• Tarefa 1: Traduza para inglês a frase «Os bancos eram corridos de pele meio acastanhada.», tirada do excerto sobre o Opel Kapitan.
• Tarefa 2: Por favor, prossiga o excerto sobre o Opel Kapitan a partir do ponto em que termina.

De aspecto, era soberbo, jantes de 17 ou 18”, pneus com lista branca larga, verde “cueca” no corpo e verde-escuro na capota ou tejadilho. Os cromados da entrada de ar já eram aerodinâmicos. Tinha seis cilindros em linha, imponente como era qualquer Opel Kapitan. Os bancos eram corridos de pele meio acastanhada. Junto ao volante, sobressaía uma alavanca de velocidades que geria três velocidades para a frente e uma de marcha atrás. Ao meio do tabliê impecavelmente cromado destaca-se um vistoso rádio PYE, com uns 8 botões.
Um Domingo de 1966.
Data precisa, não sei, talvez julho de 1966. Como sempre, desde muito cedo havia o ritual de lavar e polir o velho Opel Kapitan, para depois dar uma volta, a chamada “volta da secagem”.
Final de uma manhã de Domingo:
Opel Kapitan, lavadinho, esplendoroso, prepara-se para a sua volta. Saio de casa, no Marçal, e sigo em direcção aos Armazéns Sameiro, pisca à direita, Serração Bailundo, Bairro dos Pintos, Avenida do Brasil. Junto à Panificadora, toca a sirene e mandam encostar, era a BT da PSP.
“Os seus documentos?” Népia. “Idade?” 14 Anos. “Não sabe que não pode conduzir?” Já tenho prática. “Mas tem carta”, riposta o Guarda da PSP. “Entra e leve o carro para casa, que nós seguimos atrás de ti.”
Pisca à direita, Rua Paiva Couceiro. Avenida dos Combatentes, pisca à direita. Bairro dos Teixeiras e casa, tudo isto no meio de muito trânsito.
Segunda-Feira seguinte:
Tribunal de Luanda, perto do Cinema Restauração. Seriam cerca das dezoito horas – final de tarde -, estava a escurecer, os julgamentos eram feitos quase que em fila indiana. Entro na sala, e num patamar elevado está um Juiz de bastante idade, óculos de forte graduação, enterrado na cadeira, que pergunta, “Idade?” 14 anos. “Aproveitamento escolar?” Bom. “Estás de férias?” Estou, sim Senhor Doutor Juiz. “Então vais condenado com oito dias de prisão efectiva, pelo crime de condução sem carta de condução, com 5 anos de pena suspensa.” Não respondi, não chorei, estava com raiva, eu e o Guarda da BT, já que fui o único a ir de férias, ou outros pena suspensa.

• Registos fornecidos:
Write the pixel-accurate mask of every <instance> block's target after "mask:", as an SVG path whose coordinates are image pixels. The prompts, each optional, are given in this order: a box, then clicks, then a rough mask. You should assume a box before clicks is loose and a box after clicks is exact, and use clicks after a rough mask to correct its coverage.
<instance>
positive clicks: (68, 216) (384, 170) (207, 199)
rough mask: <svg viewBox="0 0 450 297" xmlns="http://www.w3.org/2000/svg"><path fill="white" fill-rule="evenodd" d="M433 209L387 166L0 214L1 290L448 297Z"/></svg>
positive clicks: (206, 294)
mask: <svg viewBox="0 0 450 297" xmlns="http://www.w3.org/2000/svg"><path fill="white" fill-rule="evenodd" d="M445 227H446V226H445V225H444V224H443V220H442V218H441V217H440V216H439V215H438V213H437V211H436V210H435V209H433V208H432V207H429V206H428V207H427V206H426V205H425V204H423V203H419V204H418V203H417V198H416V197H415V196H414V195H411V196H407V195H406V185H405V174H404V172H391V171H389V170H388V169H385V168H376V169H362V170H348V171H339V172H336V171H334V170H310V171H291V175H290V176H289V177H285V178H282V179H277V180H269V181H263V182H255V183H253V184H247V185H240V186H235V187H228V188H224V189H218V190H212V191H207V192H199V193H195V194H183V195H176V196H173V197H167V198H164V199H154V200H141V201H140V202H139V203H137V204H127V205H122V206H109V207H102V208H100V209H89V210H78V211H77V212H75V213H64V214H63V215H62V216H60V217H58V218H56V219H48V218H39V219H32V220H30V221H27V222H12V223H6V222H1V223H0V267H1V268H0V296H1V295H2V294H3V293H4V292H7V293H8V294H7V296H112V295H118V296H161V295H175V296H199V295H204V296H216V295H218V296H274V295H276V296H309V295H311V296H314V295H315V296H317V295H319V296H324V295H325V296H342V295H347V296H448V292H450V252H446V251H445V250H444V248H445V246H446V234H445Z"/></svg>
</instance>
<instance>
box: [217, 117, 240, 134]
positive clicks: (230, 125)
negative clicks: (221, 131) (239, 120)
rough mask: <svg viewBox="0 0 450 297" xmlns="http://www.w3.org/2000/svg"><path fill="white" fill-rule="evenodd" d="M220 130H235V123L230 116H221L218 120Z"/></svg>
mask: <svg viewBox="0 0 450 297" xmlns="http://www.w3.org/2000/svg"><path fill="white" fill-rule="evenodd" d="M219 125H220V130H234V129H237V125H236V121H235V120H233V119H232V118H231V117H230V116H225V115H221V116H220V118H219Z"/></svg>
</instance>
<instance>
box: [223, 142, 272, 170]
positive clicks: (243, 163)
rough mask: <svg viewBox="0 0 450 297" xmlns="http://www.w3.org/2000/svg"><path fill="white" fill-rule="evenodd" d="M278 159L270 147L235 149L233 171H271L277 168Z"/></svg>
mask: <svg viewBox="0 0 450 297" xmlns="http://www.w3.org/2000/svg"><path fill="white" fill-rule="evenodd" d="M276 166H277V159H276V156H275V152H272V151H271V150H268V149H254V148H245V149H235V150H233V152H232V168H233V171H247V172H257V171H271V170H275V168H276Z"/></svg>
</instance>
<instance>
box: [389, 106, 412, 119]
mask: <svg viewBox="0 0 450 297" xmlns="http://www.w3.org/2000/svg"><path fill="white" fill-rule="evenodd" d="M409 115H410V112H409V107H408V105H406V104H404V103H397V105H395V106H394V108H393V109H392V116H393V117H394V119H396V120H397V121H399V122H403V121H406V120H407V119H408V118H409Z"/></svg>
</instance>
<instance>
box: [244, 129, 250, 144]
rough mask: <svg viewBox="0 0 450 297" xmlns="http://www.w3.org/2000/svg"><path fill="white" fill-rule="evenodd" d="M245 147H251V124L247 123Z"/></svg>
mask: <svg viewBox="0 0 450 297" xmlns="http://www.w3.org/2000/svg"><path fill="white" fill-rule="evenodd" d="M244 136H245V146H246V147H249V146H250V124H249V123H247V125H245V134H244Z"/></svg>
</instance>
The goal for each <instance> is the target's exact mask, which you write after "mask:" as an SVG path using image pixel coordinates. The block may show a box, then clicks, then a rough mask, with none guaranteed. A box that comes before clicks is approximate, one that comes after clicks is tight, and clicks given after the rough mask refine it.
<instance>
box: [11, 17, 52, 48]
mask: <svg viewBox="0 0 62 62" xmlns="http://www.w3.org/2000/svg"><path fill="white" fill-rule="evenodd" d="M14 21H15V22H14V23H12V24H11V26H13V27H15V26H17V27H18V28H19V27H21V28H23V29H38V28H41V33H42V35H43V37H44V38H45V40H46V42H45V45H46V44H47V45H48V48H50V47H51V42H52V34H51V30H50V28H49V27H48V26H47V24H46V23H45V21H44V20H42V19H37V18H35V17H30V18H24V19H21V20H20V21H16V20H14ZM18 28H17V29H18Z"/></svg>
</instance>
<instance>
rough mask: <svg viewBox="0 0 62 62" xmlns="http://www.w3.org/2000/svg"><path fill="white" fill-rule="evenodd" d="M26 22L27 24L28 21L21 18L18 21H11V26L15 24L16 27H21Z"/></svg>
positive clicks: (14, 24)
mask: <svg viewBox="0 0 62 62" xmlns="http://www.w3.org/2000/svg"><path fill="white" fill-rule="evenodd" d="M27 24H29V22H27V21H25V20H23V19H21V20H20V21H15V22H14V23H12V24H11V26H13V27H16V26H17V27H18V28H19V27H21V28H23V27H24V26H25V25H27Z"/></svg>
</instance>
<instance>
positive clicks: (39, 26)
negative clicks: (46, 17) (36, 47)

• A sua resposta 1: The seats were bench seats in a brownish leather.

• A sua resposta 2:
*
A “Ramona” era uma velha Ford Transit, pestilenta, mal cheirosa e estamos uns quinze, tal qual sardinha em lata. A Cadeia de Luanda ficava junto à rotunda da “Asfal”, com quem ia para o Cacuaco. Já passava das vinte horas, quando a “Ramona” entrou no Páteo do Espaço Prisional. Procedimentos normais do “despe a roupa e veste o fardamento”.
Como era tarde, fomos todos para uma cela colectiva, daquelas com mais de cem pessoas. Era de meter medo, assustador. Sei que dormi com os “Keds da Macambira” debaixo da cabeça, em cima de uma mesa corrida, cheio de medo de fome e com a tarefa de limpar as casas de banho, de madrugada. “Se quiseres protecção, manda trazer dois volumes de ‘Francesinhos’ ou ‘Jucas’”, que eram uns maços de cigarros que se vendiam depois avulso.
Costumo dizer que tenho sempre um Anjo da Guarda, pelo que a meio da manhã sou chamado ao Director da Cadeia, que me pergunta, “que idade tens?” 14 anos. “O Juíz mandou-te para aqui, com esta idade?! Bem, vou tirar-te dali e vou colocar-te numa cela onde está um tipo que nunca sai da cela.”
Assim foi. Peguei nas coisas e vou para o 1.º andar topo-nascente, virado para o mar, com a vantagem de poder apreciar os barcos e belo estaleiro de barcos a vela de um velho amigo, que navegava em “Finn”, cujo nome era de origem espanhola.
O meu parceiro de cela era muito moreno, cabelo curto, com feições marcadas de sofrimento e olhos bem encaixados na face. Pouco falava e era obcecado pela leitura de livros, em que as curas eram originadas por produtos naturais. Tinha uma enorme colecção de livros sobre a cura com maçãs, vinagre, alho, sei lá… O próprio Director da Cadeia falou com ele e exigiu que ele fizesse a minha protecção, já que o meu colega de cela estava condenado a pena pesada e era dos mais antigos da cadeia. Para mim, o olhar do homem metia medo: olhos profundos, esbugalhados, como que um psicopata. Acordava de noite e começava a recitar versículos da Bíblia, dizia ele que era para “expiar” o seu pecado, de ter feito justiça com as suas mãos, quando é manchada a sua honra de homem ou marido.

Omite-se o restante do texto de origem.